**Task item**
Give an exact copy of the line that has "box red excavator arm" and of every line below it, through the last, with nothing else.

(Collection entries)
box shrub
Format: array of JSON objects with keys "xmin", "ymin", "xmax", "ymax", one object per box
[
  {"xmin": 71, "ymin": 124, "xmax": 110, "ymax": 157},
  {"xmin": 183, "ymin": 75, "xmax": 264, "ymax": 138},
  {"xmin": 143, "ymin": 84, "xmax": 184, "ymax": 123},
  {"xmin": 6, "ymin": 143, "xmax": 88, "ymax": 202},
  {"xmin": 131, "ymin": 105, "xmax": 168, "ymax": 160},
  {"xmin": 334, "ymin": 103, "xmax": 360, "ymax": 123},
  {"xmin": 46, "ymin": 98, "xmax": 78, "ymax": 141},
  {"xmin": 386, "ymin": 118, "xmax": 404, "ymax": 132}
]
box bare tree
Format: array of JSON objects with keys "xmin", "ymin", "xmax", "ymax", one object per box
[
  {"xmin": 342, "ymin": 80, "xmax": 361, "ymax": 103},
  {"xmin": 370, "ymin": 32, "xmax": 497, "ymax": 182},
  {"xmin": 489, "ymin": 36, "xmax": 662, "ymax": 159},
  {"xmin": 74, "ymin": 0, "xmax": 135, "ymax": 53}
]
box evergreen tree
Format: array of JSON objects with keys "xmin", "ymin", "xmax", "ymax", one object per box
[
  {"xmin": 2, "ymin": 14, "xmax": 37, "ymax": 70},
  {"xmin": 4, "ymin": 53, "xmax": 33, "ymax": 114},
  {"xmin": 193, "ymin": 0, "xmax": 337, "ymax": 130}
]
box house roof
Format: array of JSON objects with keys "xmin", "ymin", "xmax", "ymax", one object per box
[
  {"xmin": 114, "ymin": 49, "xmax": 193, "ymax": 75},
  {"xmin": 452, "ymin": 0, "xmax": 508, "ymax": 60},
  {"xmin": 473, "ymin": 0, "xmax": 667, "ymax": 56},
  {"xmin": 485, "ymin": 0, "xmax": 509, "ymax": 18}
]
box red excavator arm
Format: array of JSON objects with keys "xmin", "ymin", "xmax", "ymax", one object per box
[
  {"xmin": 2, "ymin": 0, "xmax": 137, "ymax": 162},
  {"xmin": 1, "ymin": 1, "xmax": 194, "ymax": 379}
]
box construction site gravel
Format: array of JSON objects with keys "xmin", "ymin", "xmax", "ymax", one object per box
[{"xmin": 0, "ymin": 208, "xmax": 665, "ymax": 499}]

**Task result**
box red excavator arm
Format: array of JSON objects with keys "xmin", "ymin", "xmax", "ymax", one object per box
[
  {"xmin": 2, "ymin": 0, "xmax": 137, "ymax": 162},
  {"xmin": 1, "ymin": 1, "xmax": 194, "ymax": 379}
]
box construction site gravel
Format: array of JSON objects with keys "xmin", "ymin", "xmax", "ymax", one object per box
[{"xmin": 0, "ymin": 208, "xmax": 665, "ymax": 499}]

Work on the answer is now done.